[REQUEST]: Please rewrite the stretch of the records from the line containing "distant building in this photo." through the end of the records, putting "edge" wherever "blade" appears and keeping everything else the same.

-- BEGIN SUPPLIED INFORMATION --

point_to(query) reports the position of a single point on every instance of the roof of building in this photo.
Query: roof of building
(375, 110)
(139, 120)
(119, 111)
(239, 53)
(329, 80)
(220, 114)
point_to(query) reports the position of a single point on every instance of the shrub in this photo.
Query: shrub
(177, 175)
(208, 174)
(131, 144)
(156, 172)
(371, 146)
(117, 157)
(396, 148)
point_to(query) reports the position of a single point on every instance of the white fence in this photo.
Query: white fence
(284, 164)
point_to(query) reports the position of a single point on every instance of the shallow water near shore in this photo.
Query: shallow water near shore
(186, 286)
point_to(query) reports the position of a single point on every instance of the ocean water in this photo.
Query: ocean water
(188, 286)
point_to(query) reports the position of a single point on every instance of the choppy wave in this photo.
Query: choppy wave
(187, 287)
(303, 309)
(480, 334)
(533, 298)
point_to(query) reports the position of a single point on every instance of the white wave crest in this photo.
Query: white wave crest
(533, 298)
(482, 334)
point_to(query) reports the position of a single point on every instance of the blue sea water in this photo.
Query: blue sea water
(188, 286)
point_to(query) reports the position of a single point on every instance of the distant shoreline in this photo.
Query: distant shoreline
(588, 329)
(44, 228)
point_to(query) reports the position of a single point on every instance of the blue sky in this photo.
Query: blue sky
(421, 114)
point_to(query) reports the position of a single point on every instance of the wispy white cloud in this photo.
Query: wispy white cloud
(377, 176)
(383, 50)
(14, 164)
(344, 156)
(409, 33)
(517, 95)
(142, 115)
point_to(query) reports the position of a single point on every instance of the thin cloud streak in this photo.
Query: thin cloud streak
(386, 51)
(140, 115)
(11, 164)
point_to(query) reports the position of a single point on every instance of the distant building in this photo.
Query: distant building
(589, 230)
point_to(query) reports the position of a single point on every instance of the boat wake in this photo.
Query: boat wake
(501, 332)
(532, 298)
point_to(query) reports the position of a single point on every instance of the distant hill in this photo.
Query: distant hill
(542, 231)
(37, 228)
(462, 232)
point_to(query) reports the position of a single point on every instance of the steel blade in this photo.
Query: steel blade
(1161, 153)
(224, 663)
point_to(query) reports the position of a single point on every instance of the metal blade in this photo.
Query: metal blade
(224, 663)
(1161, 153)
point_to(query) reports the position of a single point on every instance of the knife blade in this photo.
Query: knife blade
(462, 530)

-- END SUPPLIED INFORMATION --

[ANSWER TO THIS TASK]:
point_to(query) reports the position of a single point on every instance of the distant building in this photo.
Query: distant building
(589, 230)
point_to(query) reports the position of a single point on every instance of the boat wake in this photo.
Query: boat wake
(501, 332)
(532, 298)
point_to(query) reports the position of a single point on every instance of the distant hill in this photo.
Query: distant hill
(542, 231)
(37, 228)
(462, 232)
point_to(query) reports the position of a single point on every instance of the steel edge in this photo.
Query: steel edge
(1161, 153)
(224, 663)
point_to(query) reports the position of a single point on every instance of the metal edge in this photo.
Query: metal edge
(224, 663)
(1161, 153)
point_to(query) reports the position of a single point on every instance of the knife edge in this photo.
Query: knife edge
(462, 530)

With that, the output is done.